→ Your tasks
• A. Please answer these questions about the forum thread:
(i) Which programming language does the commenter prefer for fun things?
(ii) What kind of search does the answer use to find an X for a given Y?
(iii) What number is shown as the output of the example?
• B. Rewrite the part of the forum thread starting with "You can find" and going on through "midX, y, epsilon)", with "epsilon" replaced by "tolerance".

I prefer Python for fun things like this, simply because you don't have to deal with boilerplate and lower-level stuff as much. I'd accept a solution in any language, though, or even a general push in the right direction. –  vergenzt Aug 8 '12 at 15:54

1 Answer 1

up vote 3 down vote accepted

You can find an X for a given Y using a binary search. It's logarithmic time complexity, proportional to the size of the range of x values, divided by your error tolerance.

def solveForX(polyFunc, minX, maxX, y, epsilon):
    midX = (minX + maxX) / 2.0
    if abs(polyFunc(midX) - y) < epsilon:
        return midX
    if polyFunc(midX) > y:
        return solveForX(polyFunc, minX, midX, y, epsilon)
    else:
        return solveForX(polyFunc, midX, maxX, y, epsilon)

print solveForX(lambda x: x*x, 0, 100, 2, 0.01)

output:

1.416015625

Edit: to expand on an idea in the comments, if you know you will be searching for multiple X values, it's possible to narrow down the [minX, maxX] search range.

(A block of data)
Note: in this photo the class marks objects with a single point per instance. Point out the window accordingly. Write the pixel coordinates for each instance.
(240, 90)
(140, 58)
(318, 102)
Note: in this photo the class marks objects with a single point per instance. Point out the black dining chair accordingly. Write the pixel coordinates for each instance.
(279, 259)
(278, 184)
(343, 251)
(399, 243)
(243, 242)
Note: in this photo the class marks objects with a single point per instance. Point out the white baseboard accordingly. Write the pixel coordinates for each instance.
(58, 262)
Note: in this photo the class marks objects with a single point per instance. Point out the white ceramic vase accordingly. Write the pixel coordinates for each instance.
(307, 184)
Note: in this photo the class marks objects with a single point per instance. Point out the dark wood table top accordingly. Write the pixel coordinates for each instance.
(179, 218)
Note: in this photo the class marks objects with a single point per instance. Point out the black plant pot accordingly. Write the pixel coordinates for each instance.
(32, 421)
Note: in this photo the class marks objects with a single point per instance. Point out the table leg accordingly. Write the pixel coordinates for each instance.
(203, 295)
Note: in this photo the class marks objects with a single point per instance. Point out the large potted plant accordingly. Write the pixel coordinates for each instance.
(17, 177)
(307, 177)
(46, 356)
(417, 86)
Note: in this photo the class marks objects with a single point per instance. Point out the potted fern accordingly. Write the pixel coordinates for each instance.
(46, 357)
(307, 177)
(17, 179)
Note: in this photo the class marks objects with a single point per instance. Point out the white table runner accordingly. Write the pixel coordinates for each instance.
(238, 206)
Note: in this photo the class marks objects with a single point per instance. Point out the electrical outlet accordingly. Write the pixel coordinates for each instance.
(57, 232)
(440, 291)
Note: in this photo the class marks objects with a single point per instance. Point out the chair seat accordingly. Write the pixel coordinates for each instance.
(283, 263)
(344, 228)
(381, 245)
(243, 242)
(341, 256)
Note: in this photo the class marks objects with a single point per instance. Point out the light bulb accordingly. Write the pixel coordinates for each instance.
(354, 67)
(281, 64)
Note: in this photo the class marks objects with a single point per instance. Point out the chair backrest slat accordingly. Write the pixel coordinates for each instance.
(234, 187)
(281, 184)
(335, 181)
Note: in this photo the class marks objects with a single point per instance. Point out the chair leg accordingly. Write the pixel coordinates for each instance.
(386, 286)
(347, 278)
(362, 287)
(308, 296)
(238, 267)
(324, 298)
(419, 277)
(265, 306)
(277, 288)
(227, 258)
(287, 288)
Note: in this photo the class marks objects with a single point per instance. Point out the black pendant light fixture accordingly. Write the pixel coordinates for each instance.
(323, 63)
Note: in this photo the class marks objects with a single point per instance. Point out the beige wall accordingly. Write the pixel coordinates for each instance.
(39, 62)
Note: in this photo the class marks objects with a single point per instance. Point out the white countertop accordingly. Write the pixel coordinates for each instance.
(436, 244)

→ Results for each task
• A.
(i) Python
(ii) A binary search
(iii) 1.416015625

• B.
You can find an X for a given Y using a binary search. It's logarithmic time complexity, proportional to the size of the range of x values, divided by your error tolerance.

def solveForX(polyFunc, minX, maxX, y, tolerance):
    midX = (minX + maxX) / 2.0
    if abs(polyFunc(midX) - y) < tolerance:
        return midX
    if polyFunc(midX) > y:
        return solveForX(polyFunc, minX, midX, y, tolerance)